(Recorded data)
↓
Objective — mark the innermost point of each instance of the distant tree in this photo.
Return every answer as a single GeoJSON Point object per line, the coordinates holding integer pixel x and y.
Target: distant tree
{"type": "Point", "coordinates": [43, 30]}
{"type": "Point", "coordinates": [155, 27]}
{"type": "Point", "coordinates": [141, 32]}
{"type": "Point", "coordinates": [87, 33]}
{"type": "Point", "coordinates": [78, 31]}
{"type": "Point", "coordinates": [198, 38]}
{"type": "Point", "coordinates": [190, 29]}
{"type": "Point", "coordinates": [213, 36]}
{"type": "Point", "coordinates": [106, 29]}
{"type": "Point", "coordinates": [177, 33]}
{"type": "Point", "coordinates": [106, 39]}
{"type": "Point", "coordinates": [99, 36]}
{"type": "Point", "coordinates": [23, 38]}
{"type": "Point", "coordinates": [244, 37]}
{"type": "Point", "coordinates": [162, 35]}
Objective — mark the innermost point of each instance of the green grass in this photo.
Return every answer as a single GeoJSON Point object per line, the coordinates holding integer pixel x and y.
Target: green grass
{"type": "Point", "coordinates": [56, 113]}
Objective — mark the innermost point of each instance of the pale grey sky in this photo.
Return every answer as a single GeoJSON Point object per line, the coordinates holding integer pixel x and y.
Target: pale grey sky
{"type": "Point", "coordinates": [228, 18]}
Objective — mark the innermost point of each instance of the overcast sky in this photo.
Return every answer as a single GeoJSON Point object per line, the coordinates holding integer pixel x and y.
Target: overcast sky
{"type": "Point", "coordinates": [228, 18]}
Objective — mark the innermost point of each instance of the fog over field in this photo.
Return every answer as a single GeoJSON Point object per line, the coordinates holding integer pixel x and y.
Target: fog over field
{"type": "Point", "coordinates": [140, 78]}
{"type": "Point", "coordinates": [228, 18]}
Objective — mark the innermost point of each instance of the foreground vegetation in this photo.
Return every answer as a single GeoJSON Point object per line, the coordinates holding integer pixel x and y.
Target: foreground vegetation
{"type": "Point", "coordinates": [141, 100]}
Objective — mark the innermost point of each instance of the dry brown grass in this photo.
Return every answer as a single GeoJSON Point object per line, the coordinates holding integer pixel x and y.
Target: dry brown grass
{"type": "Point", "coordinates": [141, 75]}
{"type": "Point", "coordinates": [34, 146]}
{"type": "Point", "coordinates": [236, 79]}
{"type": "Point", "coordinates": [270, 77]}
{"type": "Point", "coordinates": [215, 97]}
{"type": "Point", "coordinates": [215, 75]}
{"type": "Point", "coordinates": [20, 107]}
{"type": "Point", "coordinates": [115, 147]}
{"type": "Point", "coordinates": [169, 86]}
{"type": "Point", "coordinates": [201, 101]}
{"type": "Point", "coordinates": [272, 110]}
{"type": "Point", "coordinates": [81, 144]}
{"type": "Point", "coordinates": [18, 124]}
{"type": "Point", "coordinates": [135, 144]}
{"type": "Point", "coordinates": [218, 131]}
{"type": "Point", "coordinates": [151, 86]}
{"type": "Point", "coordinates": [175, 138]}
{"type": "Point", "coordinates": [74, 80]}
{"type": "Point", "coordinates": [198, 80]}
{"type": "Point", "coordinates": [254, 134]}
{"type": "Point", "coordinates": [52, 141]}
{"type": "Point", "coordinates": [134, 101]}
↑
Aim of the exercise:
Could you reproduce every entry above exactly as written?

Result:
Objective — mark the innermost point of each instance of the distant tree in this photo.
Return every answer as a single GeoJSON Point object per line, the coordinates holding integer pixel x and y.
Target: distant tree
{"type": "Point", "coordinates": [43, 30]}
{"type": "Point", "coordinates": [155, 27]}
{"type": "Point", "coordinates": [141, 32]}
{"type": "Point", "coordinates": [87, 33]}
{"type": "Point", "coordinates": [78, 31]}
{"type": "Point", "coordinates": [198, 38]}
{"type": "Point", "coordinates": [190, 29]}
{"type": "Point", "coordinates": [213, 36]}
{"type": "Point", "coordinates": [106, 29]}
{"type": "Point", "coordinates": [177, 33]}
{"type": "Point", "coordinates": [106, 39]}
{"type": "Point", "coordinates": [99, 36]}
{"type": "Point", "coordinates": [23, 38]}
{"type": "Point", "coordinates": [244, 37]}
{"type": "Point", "coordinates": [162, 35]}
Objective — mark the innermost point of each instance of the green grass in this photo.
Return every answer as a single GeoJSON Point object per line, the coordinates holding integer pixel x and y.
Target: green grass
{"type": "Point", "coordinates": [56, 113]}
Objective — mark the innermost point of each instance of the pale grey sky in this photo.
Return every answer as a single GeoJSON Point object per line, the coordinates holding integer pixel x and y.
Target: pale grey sky
{"type": "Point", "coordinates": [228, 18]}
Objective — mark the innermost point of each instance of the overcast sky in this photo.
Return every answer as a single GeoJSON Point object per line, the coordinates holding integer pixel x and y.
Target: overcast sky
{"type": "Point", "coordinates": [228, 18]}
Objective — mark the innermost point of each instance of the fog over field in this photo.
Return every answer as a single GeoJSON Point object per line, the coordinates holding integer pixel x and y.
Target: fog over field
{"type": "Point", "coordinates": [140, 78]}
{"type": "Point", "coordinates": [228, 18]}
Objective — mark the innermost point of each instance of the foreground vegetation in this photo.
Return every answer as a single GeoJSON Point object per line, the coordinates holding integer pixel x and y.
Target: foreground vegetation
{"type": "Point", "coordinates": [141, 100]}
Objective — mark the innermost point of each instance of the dry brown grass in this photo.
Return every answer as a single GeoJSON Point object per line, the coordinates holding integer pixel x and y.
Target: dry brown grass
{"type": "Point", "coordinates": [141, 75]}
{"type": "Point", "coordinates": [34, 146]}
{"type": "Point", "coordinates": [236, 79]}
{"type": "Point", "coordinates": [270, 77]}
{"type": "Point", "coordinates": [215, 97]}
{"type": "Point", "coordinates": [215, 75]}
{"type": "Point", "coordinates": [20, 107]}
{"type": "Point", "coordinates": [115, 147]}
{"type": "Point", "coordinates": [169, 86]}
{"type": "Point", "coordinates": [201, 101]}
{"type": "Point", "coordinates": [272, 110]}
{"type": "Point", "coordinates": [81, 144]}
{"type": "Point", "coordinates": [18, 124]}
{"type": "Point", "coordinates": [135, 144]}
{"type": "Point", "coordinates": [218, 131]}
{"type": "Point", "coordinates": [151, 86]}
{"type": "Point", "coordinates": [175, 138]}
{"type": "Point", "coordinates": [74, 80]}
{"type": "Point", "coordinates": [198, 80]}
{"type": "Point", "coordinates": [254, 134]}
{"type": "Point", "coordinates": [52, 141]}
{"type": "Point", "coordinates": [134, 101]}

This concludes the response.